== Object location annotation data ==
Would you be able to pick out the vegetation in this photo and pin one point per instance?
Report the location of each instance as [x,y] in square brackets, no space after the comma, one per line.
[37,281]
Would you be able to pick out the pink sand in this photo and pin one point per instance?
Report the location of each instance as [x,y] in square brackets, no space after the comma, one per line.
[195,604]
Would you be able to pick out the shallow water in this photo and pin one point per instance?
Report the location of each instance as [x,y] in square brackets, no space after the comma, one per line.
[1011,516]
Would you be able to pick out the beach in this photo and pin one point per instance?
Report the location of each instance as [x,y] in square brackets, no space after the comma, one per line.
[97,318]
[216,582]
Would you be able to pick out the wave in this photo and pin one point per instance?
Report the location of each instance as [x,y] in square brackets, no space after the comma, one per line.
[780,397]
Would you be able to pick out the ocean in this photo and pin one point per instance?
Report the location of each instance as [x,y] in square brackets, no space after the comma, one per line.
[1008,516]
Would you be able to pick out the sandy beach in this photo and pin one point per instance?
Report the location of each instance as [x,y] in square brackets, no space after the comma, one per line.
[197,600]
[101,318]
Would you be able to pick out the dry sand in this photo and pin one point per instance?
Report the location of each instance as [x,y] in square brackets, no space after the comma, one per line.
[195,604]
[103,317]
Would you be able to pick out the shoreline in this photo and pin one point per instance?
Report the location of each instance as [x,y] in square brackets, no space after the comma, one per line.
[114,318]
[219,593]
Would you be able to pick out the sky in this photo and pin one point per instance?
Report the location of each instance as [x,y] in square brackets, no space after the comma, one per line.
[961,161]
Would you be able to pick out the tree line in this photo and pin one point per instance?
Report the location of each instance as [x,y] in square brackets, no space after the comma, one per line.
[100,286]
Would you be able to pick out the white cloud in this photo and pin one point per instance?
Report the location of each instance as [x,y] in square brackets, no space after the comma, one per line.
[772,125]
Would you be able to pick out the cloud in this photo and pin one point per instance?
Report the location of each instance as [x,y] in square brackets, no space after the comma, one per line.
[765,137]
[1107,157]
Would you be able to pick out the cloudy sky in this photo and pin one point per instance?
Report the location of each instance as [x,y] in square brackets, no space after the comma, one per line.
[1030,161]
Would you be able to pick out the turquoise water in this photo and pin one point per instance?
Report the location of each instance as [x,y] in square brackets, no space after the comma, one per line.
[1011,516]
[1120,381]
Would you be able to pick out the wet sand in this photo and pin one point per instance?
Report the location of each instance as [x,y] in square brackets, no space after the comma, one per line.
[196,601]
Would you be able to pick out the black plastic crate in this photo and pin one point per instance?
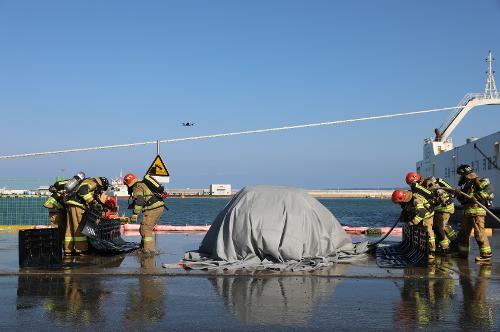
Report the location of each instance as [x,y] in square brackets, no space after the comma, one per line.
[104,234]
[40,248]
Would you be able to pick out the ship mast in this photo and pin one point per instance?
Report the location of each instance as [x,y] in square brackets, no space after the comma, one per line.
[470,100]
[490,91]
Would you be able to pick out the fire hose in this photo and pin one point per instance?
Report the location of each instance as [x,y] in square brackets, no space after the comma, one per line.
[373,245]
[476,202]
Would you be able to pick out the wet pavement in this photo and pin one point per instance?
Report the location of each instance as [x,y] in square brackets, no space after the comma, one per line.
[135,292]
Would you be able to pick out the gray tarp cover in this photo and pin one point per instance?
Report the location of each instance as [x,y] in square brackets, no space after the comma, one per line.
[274,227]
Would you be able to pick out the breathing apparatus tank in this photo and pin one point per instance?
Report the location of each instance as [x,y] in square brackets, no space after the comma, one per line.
[74,182]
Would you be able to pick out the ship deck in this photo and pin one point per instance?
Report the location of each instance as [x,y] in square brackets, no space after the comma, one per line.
[133,291]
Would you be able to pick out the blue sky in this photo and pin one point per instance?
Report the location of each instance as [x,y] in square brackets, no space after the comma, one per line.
[87,73]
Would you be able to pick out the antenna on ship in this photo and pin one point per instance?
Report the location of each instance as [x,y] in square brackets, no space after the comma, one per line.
[490,91]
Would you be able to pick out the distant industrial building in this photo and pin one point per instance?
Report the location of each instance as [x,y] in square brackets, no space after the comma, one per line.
[220,189]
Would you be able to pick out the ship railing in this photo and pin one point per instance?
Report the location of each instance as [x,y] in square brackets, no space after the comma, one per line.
[429,140]
[466,99]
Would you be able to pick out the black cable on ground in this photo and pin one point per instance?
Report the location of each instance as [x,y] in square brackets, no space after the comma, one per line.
[386,235]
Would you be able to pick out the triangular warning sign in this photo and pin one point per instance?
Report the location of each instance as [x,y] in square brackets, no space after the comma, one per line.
[158,168]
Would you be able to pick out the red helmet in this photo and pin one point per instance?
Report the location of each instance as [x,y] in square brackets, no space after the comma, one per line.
[413,177]
[129,179]
[401,196]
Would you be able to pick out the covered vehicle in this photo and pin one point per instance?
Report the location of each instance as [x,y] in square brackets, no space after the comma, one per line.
[274,227]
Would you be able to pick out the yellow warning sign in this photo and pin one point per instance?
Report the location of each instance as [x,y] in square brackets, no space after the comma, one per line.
[158,167]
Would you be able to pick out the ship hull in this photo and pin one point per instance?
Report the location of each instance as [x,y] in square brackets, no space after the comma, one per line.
[481,154]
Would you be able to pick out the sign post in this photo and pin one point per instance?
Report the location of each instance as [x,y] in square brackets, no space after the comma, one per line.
[158,170]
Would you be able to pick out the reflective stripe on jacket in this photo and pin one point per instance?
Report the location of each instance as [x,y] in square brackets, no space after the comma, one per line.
[144,198]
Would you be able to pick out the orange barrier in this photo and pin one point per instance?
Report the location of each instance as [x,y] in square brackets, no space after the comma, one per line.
[372,230]
[134,228]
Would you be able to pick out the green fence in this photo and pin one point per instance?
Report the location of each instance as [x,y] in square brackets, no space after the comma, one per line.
[23,211]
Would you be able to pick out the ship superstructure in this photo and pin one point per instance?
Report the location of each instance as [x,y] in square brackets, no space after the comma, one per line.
[118,188]
[441,158]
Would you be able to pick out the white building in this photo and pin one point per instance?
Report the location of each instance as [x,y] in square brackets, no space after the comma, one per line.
[220,189]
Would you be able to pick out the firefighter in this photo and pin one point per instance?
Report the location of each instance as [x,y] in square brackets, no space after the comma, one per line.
[476,189]
[147,198]
[55,204]
[417,211]
[443,209]
[418,185]
[89,193]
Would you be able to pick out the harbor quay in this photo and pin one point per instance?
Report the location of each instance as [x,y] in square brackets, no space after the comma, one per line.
[193,192]
[132,291]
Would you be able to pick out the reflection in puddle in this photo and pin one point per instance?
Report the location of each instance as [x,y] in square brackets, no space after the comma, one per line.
[271,299]
[145,301]
[436,297]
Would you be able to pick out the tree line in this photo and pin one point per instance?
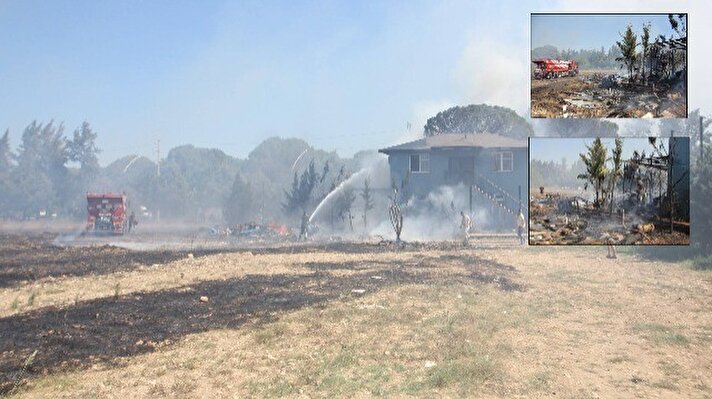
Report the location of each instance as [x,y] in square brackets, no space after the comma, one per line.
[49,173]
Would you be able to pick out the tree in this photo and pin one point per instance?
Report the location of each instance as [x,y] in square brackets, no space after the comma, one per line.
[82,148]
[239,205]
[596,171]
[645,43]
[481,118]
[41,174]
[617,168]
[678,23]
[368,203]
[628,46]
[300,196]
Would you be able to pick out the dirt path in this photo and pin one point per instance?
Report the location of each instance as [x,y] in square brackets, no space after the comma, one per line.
[515,322]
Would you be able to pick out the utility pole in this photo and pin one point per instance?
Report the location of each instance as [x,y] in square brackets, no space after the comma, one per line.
[702,141]
[158,174]
[158,158]
[671,193]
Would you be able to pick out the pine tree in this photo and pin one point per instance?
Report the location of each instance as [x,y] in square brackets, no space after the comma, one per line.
[596,171]
[645,43]
[627,46]
[368,203]
[617,168]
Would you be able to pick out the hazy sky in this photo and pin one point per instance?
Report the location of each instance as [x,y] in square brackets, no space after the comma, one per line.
[592,31]
[554,149]
[342,75]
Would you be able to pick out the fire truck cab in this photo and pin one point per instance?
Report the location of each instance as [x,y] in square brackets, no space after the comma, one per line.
[107,213]
[547,68]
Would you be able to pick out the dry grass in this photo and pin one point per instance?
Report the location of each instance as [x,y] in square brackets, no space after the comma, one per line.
[582,326]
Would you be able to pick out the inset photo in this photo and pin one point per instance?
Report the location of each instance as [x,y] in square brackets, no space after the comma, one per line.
[609,65]
[605,191]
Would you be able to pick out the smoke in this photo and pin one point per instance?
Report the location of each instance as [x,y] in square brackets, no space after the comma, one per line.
[493,72]
[437,216]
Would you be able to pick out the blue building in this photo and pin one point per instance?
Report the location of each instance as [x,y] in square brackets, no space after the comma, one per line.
[494,168]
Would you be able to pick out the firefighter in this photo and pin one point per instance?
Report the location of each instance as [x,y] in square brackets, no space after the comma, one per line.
[303,230]
[521,225]
[611,250]
[466,225]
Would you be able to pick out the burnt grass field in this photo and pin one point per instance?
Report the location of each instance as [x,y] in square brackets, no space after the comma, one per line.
[348,319]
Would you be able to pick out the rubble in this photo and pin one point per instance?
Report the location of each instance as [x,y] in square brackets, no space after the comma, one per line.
[607,95]
[574,220]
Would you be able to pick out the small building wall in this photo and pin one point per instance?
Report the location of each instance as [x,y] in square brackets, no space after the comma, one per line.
[420,184]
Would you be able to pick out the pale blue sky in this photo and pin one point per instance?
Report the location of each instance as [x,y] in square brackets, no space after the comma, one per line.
[567,31]
[343,75]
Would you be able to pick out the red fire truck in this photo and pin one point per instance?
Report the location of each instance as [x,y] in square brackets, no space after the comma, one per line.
[546,68]
[107,213]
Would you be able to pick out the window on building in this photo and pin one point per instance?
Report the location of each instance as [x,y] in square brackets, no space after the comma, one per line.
[420,163]
[503,161]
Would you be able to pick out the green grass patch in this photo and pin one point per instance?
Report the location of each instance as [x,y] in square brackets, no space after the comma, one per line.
[664,384]
[703,263]
[619,359]
[661,334]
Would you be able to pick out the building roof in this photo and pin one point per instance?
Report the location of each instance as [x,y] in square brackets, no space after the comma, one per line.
[456,140]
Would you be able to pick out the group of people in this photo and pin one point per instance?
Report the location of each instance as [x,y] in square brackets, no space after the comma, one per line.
[467,226]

== Description of the task ==
Write out again, unchanged, every line from the line containing "Would you be able to pick out the window" to the final line of the material above.

== Answer for the task ==
Would you be able to pick out the window on building in this photo and pin one point per instance?
Report the location of each instance as [x,y] in square brackets, no space after the comma, one per line.
[420,163]
[503,161]
Would you be able to pick out the green grass patch in this photo and pin one point per instance?
Report the location of each instance as [x,y] in square brackets, no space after the comma, one per line.
[664,384]
[703,263]
[619,359]
[661,334]
Would you be able to pick out the building roof in this photo and pin one point per instance?
Report the location of each instance as [x,y] in square brackets, no space after the comma, one per line.
[456,140]
Would you be able to pick out the group of people in this photo and pin one point per instance?
Report the location of each instance as [x,y] in square brackets, no space after the comma, one per line.
[467,226]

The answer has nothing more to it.